§ TO DO:
Repeat all of the data precisely.

-- start of DATA IN THIS EXERCISE --

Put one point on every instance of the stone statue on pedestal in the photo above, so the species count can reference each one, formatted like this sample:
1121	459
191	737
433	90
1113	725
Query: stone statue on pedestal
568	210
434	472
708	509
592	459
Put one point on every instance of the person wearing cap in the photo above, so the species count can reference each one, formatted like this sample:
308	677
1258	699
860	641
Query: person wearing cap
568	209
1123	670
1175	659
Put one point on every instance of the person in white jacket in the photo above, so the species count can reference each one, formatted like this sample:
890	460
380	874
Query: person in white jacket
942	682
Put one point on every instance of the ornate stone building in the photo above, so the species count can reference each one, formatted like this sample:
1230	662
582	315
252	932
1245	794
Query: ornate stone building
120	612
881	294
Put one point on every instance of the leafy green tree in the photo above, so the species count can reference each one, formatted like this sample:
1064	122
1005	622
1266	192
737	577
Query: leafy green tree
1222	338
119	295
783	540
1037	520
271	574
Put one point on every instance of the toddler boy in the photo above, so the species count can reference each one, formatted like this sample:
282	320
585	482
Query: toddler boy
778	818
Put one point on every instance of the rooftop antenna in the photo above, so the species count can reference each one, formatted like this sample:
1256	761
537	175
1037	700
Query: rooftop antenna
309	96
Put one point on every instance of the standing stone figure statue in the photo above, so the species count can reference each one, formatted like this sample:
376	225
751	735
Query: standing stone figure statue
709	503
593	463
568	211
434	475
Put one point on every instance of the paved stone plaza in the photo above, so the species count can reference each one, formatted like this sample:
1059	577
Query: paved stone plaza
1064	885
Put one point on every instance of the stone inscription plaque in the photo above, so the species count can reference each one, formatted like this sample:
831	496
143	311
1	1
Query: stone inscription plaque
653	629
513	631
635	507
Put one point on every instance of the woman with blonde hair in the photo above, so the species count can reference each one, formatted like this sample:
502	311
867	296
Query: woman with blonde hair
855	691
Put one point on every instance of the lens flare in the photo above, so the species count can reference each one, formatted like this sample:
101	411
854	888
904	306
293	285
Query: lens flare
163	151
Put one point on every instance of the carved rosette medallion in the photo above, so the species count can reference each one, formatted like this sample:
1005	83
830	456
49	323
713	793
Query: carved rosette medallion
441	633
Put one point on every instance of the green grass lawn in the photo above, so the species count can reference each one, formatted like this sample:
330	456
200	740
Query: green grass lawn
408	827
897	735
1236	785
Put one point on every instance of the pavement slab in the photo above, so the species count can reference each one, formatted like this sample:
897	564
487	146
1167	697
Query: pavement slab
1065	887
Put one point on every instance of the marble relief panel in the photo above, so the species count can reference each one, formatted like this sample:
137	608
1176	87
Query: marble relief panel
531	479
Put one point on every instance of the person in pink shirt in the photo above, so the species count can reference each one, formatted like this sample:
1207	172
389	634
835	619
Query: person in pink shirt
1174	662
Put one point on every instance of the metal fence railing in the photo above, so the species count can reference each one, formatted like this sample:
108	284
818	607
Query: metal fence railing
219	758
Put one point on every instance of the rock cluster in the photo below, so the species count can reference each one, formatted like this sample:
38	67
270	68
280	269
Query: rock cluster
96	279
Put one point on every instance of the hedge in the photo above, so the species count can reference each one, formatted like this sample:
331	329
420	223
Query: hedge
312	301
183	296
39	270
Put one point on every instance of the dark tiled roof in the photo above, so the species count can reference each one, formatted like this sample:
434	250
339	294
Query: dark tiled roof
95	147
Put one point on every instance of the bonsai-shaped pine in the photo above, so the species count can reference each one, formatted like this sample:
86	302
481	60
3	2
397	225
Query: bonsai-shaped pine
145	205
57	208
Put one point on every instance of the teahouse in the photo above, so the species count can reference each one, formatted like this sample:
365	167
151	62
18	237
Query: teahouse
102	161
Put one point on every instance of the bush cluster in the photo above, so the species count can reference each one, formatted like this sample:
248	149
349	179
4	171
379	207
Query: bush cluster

-- end of DATA IN THIS EXERCISE --

§ FINAL RESULT:
Put one point on every instance of the stone statue on pedestal in the photo above, so the species count can reference each one, formatted like this sample:
1121	459
191	737
433	90
1113	725
Query: stone statue on pedestal
568	210
434	472
708	509
592	459
Put one point on every instance of the person wearing cap in the photo above, so the species count can reference each one, formatted like this sample:
308	677
1258	699
860	641
Query: person wearing cap
568	209
1123	670
1175	659
Put one point on every instance of the person in white jacket in the photo above, so the species count can reference each one, formatted like this sample:
890	460
380	874
Query: person in white jacket
942	682
Put one point on every instance of the ornate stone building in the photo above, so the species count can reference each one, formatted like this sample:
1230	662
582	315
252	932
1245	794
Query: ornate stone building
120	612
881	294
Put one point on every instance of the leafy green tree in the photo above, so the species count can reference each one, formatted like this sample:
1064	122
1005	622
1266	192
737	577
Query: leafy green tree
1222	338
119	295
783	540
1037	520
271	574
Put one point on every instance of the toddler boy in the photo above, so the species count can reference each one, formatted like this sample:
282	320
585	482
Query: toddler boy
778	818
Put one point on every instance of the rooftop antenna in the photo above, so the species count can reference each one, formatted like this sample:
1256	761
537	175
1037	700
Query: rooftop antenna
309	96
Put one point on every instance of the standing stone figure statue in the photo above, so the species count can reference each one, formatted like this sample:
376	225
751	735
Query: standing stone figure statue
709	503
593	463
568	211
434	475
Put one point on every instance of the paved stone plaza in the photo above, so the species count can reference each one, formatted like this sample:
1059	577
Query: paved stone plaza
1064	885
Put one point on every instance of the stone inscription plaque in the photo above, so the species count can reference each one, formatted like this sample:
831	496
143	311
1	1
Query: stone inscription plaque
653	629
513	631
635	507
Put one point on every instance of the woman with blonde hair in the photo above, so the species count can reference each one, formatted like this sample:
502	311
867	296
Query: woman with blonde hair
855	691
Put one point on every instance of the lens flare in the photo above, so the species count can reference each one, formatted like this sample:
101	411
854	888
904	306
293	285
Query: lens flare
163	151
Put one point on every instance of the carved rosette medallion in the photo above, so the species count can reference each one, formatted like this sample:
1005	83
830	456
49	323
713	793
Query: carved rosette medallion
441	633
Put one point on every instance of the green grass lawn in the photo above, so the species count can reference each one, formatted like this sample:
330	456
200	740
Query: green grass lawn
408	827
897	735
1236	785
Put one point on every instance of the pavement slab in the photo above, so the species count can reference each one, formatted like this sample:
897	564
487	146
1167	697
Query: pavement slab
1065	887
Put one point on every instance of the marble relief panel in the photo above, so the species count can reference each one, formatted like this sample:
137	608
1176	87
Query: marble relief panel
531	479
Put one point on every instance of the person in pink shirt in the photo above, so the species count can reference each one, formatted like this sample:
1207	172
389	634
835	619
Query: person in pink shirt
1174	662
Put one point on every instance of the metal fence railing in the photo above, so the species count can reference each one, formatted like this sample:
108	284
818	607
Query: metal fence railing
219	758
Put one point on every instance of the rock cluster in the photo below, so the species count can reference each one, formatted like this sample:
38	67
270	68
280	269
Query: rock cluster
96	279
Put one point on every instance of the hedge in the photo above, so the species count can reference each one, formatted like this sample:
331	329
420	223
Query: hedge
312	301
183	296
39	270
Put one point on every instance of the dark tiled roof in the photo above, so the species count can reference each one, formatted like this sample:
434	250
339	294
Query: dark tiled roof
95	147
Put one point on every instance of the bonsai-shaped pine in the photo above, so the species count can reference each one, formatted like this sample:
86	302
481	60
3	2
397	225
Query: bonsai-shaped pine
145	205
57	208
Put one point on every instance of the teahouse in the photo above, so the species count can reference each one, formatted like this sample:
365	167
151	62
18	237
Query: teahouse
102	161
Put one point on every instance of the bush cluster in the photo above, so the species count can reference each one, formatted like this sample:
248	149
349	179
4	171
379	207
Query: bush cluster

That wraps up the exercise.